(Image object location entries)
-------
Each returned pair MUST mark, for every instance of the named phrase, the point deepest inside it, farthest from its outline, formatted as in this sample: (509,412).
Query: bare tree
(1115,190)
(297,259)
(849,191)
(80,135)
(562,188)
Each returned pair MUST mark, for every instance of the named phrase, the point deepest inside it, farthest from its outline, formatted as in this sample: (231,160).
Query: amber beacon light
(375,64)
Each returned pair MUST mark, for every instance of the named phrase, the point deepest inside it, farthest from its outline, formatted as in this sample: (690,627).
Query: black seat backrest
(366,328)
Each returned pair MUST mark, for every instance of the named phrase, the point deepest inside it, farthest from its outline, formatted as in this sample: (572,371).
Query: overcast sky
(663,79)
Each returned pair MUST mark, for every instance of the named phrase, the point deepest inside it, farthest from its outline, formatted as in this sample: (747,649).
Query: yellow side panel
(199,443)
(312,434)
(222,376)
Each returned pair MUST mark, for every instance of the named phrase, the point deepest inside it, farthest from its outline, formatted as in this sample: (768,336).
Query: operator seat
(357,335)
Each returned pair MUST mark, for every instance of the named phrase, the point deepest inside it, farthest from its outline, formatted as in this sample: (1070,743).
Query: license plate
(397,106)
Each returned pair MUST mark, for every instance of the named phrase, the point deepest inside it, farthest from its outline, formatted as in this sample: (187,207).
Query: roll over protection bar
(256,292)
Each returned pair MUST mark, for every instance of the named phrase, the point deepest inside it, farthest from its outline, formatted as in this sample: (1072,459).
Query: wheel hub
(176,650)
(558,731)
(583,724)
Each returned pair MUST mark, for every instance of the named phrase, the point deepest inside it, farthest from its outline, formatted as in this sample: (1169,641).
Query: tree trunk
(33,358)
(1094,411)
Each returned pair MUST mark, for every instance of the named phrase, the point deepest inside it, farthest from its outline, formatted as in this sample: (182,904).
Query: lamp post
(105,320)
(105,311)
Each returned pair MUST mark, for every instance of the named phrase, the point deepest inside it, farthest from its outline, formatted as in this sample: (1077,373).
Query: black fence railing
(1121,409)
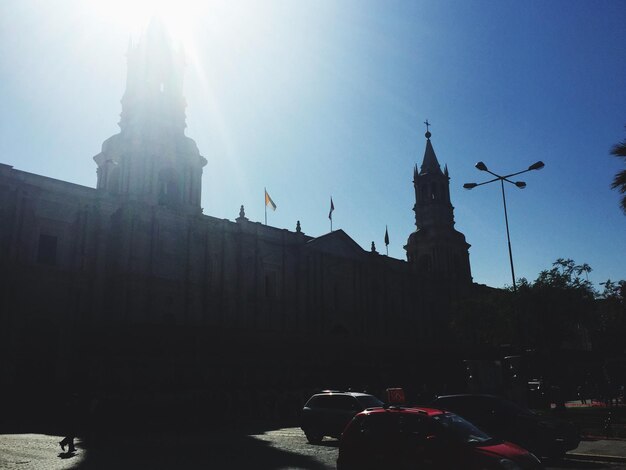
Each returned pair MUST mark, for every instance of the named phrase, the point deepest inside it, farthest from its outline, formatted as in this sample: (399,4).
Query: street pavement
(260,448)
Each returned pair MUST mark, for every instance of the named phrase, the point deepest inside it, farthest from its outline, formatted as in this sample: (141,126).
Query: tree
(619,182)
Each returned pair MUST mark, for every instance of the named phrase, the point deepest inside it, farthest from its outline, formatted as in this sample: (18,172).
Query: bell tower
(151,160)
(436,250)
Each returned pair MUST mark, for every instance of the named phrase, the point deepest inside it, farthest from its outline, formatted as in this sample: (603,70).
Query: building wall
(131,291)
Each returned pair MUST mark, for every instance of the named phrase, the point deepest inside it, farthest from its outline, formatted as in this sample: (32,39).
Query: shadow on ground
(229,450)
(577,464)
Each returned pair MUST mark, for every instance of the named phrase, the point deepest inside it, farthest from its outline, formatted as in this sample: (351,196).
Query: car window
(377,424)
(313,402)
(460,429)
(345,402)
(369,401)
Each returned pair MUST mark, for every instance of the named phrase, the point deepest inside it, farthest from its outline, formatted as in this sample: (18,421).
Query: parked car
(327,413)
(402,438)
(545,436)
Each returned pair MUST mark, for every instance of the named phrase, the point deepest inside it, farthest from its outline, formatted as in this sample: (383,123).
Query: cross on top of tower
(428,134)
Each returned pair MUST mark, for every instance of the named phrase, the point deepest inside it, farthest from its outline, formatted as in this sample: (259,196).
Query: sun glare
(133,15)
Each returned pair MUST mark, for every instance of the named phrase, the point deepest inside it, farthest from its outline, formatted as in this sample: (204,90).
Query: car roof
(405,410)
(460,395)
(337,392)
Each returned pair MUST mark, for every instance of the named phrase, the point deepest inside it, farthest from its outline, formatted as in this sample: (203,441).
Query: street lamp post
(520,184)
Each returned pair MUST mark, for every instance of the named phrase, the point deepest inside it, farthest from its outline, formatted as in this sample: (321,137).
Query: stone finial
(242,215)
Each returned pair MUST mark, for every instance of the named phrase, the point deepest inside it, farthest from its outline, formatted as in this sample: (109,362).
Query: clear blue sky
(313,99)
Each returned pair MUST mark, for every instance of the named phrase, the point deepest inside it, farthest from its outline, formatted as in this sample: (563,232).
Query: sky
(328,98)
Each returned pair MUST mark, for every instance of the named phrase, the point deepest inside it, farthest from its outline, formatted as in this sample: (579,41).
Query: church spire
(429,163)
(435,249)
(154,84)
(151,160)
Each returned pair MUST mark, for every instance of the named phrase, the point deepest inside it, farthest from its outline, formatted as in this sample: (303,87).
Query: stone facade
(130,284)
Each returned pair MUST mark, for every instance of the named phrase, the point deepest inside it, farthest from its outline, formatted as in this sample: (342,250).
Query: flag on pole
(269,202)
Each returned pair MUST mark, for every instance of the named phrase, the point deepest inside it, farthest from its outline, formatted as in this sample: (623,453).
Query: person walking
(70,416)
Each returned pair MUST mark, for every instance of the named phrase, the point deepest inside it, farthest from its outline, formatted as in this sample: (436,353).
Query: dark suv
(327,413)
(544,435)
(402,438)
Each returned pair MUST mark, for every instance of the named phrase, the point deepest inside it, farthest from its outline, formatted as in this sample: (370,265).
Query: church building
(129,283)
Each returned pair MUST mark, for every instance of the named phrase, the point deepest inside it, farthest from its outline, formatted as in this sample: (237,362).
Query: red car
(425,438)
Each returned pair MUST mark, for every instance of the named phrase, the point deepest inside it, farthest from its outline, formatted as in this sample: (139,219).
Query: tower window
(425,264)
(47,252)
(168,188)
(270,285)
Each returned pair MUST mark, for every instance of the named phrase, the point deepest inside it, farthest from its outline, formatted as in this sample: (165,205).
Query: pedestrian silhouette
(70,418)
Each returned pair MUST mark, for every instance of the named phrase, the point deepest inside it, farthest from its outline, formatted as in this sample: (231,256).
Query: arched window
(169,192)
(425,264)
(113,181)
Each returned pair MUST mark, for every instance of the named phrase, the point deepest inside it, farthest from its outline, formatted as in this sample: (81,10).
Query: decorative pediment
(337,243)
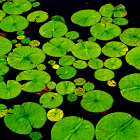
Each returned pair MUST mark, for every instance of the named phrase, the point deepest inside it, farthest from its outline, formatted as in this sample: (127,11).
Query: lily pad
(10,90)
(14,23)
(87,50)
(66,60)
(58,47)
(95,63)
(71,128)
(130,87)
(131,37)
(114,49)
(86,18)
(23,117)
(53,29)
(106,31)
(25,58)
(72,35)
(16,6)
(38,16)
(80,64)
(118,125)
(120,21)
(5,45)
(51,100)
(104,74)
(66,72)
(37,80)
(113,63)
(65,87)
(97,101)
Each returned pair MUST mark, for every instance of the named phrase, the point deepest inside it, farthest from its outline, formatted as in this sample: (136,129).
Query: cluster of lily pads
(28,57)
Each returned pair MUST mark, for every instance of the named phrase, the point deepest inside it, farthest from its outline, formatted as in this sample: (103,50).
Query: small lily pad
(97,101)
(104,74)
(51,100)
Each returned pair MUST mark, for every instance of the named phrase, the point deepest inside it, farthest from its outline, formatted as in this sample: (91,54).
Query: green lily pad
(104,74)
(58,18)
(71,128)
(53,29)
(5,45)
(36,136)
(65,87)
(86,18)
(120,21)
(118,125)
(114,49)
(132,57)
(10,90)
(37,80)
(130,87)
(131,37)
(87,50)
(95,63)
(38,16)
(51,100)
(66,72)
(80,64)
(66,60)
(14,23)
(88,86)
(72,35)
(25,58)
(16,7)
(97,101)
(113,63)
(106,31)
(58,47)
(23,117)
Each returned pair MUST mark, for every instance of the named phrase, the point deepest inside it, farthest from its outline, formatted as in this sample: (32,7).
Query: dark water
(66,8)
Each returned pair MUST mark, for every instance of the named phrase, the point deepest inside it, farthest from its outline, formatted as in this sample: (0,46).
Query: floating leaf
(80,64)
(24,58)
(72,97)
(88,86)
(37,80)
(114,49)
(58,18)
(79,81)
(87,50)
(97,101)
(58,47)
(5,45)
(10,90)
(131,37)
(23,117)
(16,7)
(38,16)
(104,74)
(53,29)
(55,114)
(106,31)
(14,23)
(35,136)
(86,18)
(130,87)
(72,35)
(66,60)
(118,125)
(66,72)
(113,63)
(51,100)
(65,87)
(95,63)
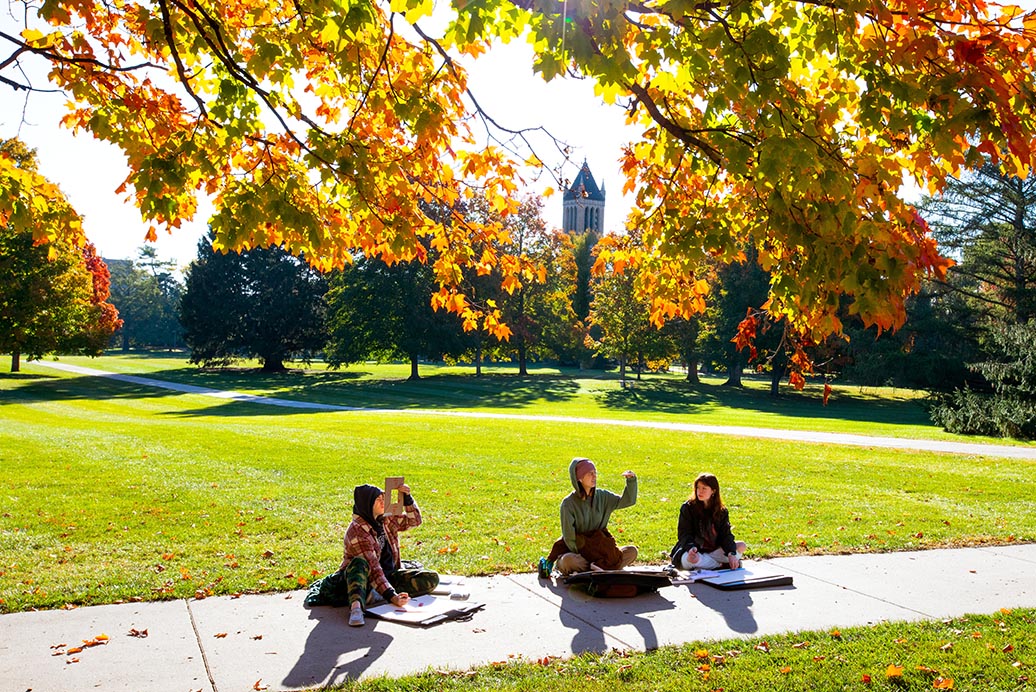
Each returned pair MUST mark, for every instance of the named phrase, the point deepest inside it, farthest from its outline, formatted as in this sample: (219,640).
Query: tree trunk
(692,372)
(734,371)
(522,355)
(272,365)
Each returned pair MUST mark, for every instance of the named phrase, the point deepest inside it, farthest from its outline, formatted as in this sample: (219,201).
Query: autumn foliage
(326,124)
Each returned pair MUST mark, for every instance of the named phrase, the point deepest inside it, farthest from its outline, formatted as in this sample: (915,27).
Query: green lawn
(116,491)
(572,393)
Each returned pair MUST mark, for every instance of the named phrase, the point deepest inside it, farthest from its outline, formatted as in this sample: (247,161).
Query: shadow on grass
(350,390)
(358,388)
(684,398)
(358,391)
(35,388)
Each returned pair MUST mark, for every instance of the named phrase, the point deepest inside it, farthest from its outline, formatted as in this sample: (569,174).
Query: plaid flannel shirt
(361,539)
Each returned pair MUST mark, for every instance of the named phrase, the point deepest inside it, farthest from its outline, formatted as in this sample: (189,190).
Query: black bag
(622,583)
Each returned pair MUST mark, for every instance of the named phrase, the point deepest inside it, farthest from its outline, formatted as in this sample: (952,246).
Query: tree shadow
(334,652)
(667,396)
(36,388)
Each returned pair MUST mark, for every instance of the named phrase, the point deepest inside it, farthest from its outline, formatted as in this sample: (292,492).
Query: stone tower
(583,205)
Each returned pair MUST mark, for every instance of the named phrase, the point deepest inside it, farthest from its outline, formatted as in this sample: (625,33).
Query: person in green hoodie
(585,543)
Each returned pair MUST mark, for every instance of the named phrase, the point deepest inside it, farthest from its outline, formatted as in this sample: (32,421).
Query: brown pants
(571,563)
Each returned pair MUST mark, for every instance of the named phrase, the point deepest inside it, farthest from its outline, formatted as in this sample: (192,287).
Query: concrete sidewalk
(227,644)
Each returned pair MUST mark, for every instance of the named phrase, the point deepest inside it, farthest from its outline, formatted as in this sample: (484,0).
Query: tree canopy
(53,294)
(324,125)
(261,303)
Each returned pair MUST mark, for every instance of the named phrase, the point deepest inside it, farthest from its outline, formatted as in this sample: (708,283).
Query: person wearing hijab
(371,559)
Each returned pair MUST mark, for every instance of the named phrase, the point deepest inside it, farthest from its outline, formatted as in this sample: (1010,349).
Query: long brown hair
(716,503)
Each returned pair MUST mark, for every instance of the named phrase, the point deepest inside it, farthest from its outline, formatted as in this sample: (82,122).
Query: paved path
-------
Work required =
Repeat exactly, and only, the lines from the line containing "this sample: (952,246)." through the last line of the records above, both included.

The reply =
Each returned pair MUST mark, for every instance of the named phrase, the point deepest inside it, farthest from its outline, formatted as in this sample: (952,246).
Query: tree shadow
(334,652)
(667,396)
(36,388)
Each returned pair MUST mark, for every instance of the named phrase, the point deepest inside it, farthest from its outline, formatted as in this sample: (292,492).
Query: stone tower
(583,205)
Each returned pair MUST mark, for every instance of the named phrase, the point deepest inside it, farthest from its outline, formatted as in this sample: (625,33).
Query: person in green hoodie
(585,543)
Each returned pair MUST mark, for every instance of the named phrase, the point deepest inside it, farthest from its outline, formatted as in this sample: (32,421).
Query: brown pants
(571,563)
Each returned pair MUST mark, for every instance of the named phrase, the point deepest inside it, farthest from its outline, formatted as in this sample: (192,287).
Query: concrete sidewalk
(227,644)
Each returned pair MUST mark, for every instance of the named phrase, the point deepest inside it, farthest from its outline, formatted as in this sample: (484,0).
Query: tree canopy
(53,294)
(324,125)
(261,303)
Each returned pair MUST mark, for every instance of the named phrase, the point deepest inside it, farthest from its outline, formatted as in this sample: (708,283).
Query: person wearing hijab
(371,559)
Each returned pair MUST mark, for every instance of the named phrase, the point deepest inside it, farthest from its outline, formatted as in this sample: (1010,349).
Query: long brown hair
(716,503)
Each returned pair MUST mark, for every instance of the named phrase, the point deepest inside it, farthest from its outline, formatted as in this sample: (82,122).
Query: paved path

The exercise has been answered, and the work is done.